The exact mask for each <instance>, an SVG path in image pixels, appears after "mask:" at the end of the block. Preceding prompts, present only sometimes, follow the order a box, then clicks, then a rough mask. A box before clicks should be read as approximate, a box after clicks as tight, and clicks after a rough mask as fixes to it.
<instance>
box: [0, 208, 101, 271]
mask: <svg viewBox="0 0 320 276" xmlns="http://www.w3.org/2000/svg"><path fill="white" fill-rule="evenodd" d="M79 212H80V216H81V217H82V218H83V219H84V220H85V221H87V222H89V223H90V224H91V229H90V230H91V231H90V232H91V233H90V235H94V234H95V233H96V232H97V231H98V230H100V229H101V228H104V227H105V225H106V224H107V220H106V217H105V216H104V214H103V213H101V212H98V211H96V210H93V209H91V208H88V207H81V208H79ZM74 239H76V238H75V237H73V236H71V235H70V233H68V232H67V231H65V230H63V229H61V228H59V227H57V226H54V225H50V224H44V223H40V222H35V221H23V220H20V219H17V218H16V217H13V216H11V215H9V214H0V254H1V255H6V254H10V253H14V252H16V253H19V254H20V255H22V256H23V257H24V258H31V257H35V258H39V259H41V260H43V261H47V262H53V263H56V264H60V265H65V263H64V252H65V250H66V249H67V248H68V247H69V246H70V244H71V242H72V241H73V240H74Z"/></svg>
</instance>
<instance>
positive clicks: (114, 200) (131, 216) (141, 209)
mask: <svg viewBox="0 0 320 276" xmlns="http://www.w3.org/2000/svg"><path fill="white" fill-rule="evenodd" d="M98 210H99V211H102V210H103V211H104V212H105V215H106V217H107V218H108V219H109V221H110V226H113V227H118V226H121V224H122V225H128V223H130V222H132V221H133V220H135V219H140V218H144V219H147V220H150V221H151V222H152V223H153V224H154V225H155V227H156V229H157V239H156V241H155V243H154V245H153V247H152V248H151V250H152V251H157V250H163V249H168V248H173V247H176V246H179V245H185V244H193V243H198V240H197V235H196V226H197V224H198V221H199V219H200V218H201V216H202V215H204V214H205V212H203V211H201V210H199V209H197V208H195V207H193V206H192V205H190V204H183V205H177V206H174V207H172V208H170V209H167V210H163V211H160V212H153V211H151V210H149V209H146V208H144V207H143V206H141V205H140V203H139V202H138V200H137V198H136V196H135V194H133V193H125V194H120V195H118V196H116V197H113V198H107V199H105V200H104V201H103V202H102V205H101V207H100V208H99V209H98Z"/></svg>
=-=-=-=-=
*Work instructions*.
Please retype every line of the listing above with no changes.

*Result*.
The exact mask for each <instance>, an SVG path in image pixels, appears after "mask:" at the end of the block. Preceding prompts, present only sometimes, follow the order a box, then clicks, then a rough mask. A box before clicks should be read as approximate, a box after clicks as tight, and clicks after a rough mask as fixes to it.
<instance>
box: [0, 208, 101, 271]
mask: <svg viewBox="0 0 320 276" xmlns="http://www.w3.org/2000/svg"><path fill="white" fill-rule="evenodd" d="M79 212H80V216H81V217H82V218H83V219H84V220H85V221H87V222H89V223H90V224H91V229H90V230H91V231H90V232H91V233H90V235H94V234H95V233H96V232H97V231H98V230H100V229H101V228H104V227H105V225H106V224H107V220H106V217H105V216H104V214H103V213H101V212H98V211H96V210H93V209H91V208H88V207H81V208H79ZM74 239H76V238H75V237H73V236H71V235H70V233H68V232H67V231H65V230H63V229H61V228H59V227H57V226H54V225H50V224H44V223H40V222H35V221H23V220H20V219H17V218H16V217H13V216H11V215H9V214H0V254H1V255H6V254H10V253H14V252H16V253H19V254H20V255H22V256H23V257H24V258H31V257H35V258H39V259H41V260H43V261H47V262H53V263H56V264H60V265H65V263H64V252H65V250H66V249H67V248H68V247H69V246H70V244H71V242H72V241H73V240H74Z"/></svg>
</instance>
<instance>
positive clicks: (114, 200) (131, 216) (141, 209)
mask: <svg viewBox="0 0 320 276" xmlns="http://www.w3.org/2000/svg"><path fill="white" fill-rule="evenodd" d="M98 210H99V211H102V210H103V211H104V212H105V215H106V217H107V218H108V219H109V221H110V226H113V227H118V226H121V224H122V225H128V223H130V222H132V221H133V220H135V219H140V218H144V219H147V220H150V221H151V222H152V223H153V224H154V225H155V227H156V229H157V239H156V241H155V243H154V245H153V247H152V248H151V250H152V251H157V250H163V249H168V248H173V247H176V246H179V245H185V244H193V243H198V240H197V235H196V226H197V224H198V221H199V219H200V218H201V216H202V215H204V214H205V212H203V211H201V210H199V209H197V208H195V207H193V206H192V205H190V204H183V205H177V206H174V207H172V208H170V209H167V210H163V211H160V212H153V211H151V210H149V209H146V208H144V207H143V206H141V205H140V203H139V202H138V200H137V198H136V196H135V194H133V193H125V194H120V195H118V196H116V197H113V198H107V199H105V200H104V201H103V202H102V205H101V207H100V208H99V209H98Z"/></svg>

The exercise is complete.